Отрывок текста:
□ □ □ □ □

Например, работая в Крайкоже, она критикует незанятость работников, закатывает скандал директору за подаренные туфли и чулки, устраивает сцену и свой сестре. Об этом она пишет сама:
«Дома я размахивала перед носом у сестры туфлями и орала:
- Вот ваши пролетарские директора, жены председателей! Взятки, хищения, разврат – все как у капиталистов!» (см. конец главы «На работе в Райкоже», стр. 37 «Воспоминаний»).
По переезде в Москву она не может пройти мимо того, что муж ее сестры показывает ей город на казенном автомобиле, используя дефицитный бензин.
«Идеи!.. Конечно, я ничего не могла возразить против прекрасных идей, проповедуемых коммунистами. Но претворение их в жизнь!.. Жизнь, живая жизнь сегодняшнего дня разубеждала меня на каждом шагу. Разубеждал и Степан Васильевич своим поведением, своими моральными установками. Власть многим вскружила голову. Вскружила она ее и Степану. Желая продемонстрировать мне, что власть теперь принадлежит рабочим, он в первый же день, слегка подвыпивший, вместе со своим приятелем, тоже коммунистом, занимавшим крупный хозяйственный пост, повез меня на казенной машине осматривать Москву. Машин тогда было очень мало. Бензина не хватало. Мне казалось неудобным разъезжать на начальнической машине прогулки ради.» (там же, глава «Переезд в Москву», стр. 51)

□ □ □ □ □

Что нужно сделать:
**a)** Как перевести на английский предложение «Власть многим вскружила голову.» из отрывка?
**b)** Перепишите из отрывка дословно фрагмент от «Например, работая в» до «используя дефицитный бензин.» включительно.
Опирайтесь только на сам отрывок.

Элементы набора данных
□ □ □ □ □

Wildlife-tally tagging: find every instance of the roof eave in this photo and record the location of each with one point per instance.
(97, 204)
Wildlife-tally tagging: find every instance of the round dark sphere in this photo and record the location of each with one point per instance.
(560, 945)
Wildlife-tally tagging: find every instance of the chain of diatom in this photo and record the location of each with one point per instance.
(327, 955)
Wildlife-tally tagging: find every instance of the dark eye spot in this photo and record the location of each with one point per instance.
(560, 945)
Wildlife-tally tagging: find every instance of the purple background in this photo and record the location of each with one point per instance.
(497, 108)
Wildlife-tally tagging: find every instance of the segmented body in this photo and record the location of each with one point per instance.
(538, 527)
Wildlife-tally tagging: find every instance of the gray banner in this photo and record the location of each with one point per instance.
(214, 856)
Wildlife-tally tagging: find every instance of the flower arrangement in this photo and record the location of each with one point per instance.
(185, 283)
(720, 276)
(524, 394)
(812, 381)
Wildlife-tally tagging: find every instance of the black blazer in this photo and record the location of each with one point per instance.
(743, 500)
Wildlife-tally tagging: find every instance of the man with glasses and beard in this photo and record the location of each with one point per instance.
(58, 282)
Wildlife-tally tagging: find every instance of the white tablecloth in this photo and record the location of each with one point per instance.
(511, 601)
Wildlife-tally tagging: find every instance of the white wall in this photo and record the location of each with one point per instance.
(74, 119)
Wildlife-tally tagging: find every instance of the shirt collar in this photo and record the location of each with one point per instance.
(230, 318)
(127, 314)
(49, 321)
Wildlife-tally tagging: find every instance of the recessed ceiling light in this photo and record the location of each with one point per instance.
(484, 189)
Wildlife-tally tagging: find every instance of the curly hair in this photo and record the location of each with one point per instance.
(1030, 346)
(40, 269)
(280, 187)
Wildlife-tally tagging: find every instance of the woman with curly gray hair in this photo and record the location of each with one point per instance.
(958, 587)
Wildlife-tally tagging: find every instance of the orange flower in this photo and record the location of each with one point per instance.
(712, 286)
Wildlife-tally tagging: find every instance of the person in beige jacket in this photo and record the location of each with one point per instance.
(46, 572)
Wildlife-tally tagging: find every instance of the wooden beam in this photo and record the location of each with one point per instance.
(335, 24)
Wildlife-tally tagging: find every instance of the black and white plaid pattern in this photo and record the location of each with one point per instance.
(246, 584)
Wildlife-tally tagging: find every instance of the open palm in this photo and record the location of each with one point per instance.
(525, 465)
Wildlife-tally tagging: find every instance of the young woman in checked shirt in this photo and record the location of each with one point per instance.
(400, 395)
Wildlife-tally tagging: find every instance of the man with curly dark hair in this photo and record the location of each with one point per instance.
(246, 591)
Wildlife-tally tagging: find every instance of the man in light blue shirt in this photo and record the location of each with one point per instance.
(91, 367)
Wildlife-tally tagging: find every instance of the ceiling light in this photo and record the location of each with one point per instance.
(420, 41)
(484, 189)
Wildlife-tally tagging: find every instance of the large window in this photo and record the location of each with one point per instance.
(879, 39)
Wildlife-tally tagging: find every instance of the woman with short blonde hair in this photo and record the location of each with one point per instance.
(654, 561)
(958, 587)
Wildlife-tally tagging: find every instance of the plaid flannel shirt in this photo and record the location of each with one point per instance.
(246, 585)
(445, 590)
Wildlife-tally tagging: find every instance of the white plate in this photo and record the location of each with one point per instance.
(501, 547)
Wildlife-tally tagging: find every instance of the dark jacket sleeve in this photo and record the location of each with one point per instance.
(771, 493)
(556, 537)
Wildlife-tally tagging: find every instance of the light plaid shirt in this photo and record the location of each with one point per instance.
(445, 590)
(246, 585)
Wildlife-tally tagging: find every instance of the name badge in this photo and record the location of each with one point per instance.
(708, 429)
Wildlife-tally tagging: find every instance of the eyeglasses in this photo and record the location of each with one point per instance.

□ □ □ □ □

Полные решения:
**a)** Power turned many people's heads.

**b)**
Например, работая в Крайкоже, она критикует незанятость работников, закатывает скандал директору за подаренные туфли и чулки, устраивает сцену и свой сестре. Об этом она пишет сама:
«Дома я размахивала перед носом у сестры туфлями и орала:
- Вот ваши пролетарские директора, жены председателей! Взятки, хищения, разврат – все как у капиталистов!» (см. конец главы «На работе в Райкоже», стр. 37 «Воспоминаний»).
По переезде в Москву она не может пройти мимо того, что муж ее сестры показывает ей город на казенном автомобиле, используя дефицитный бензин.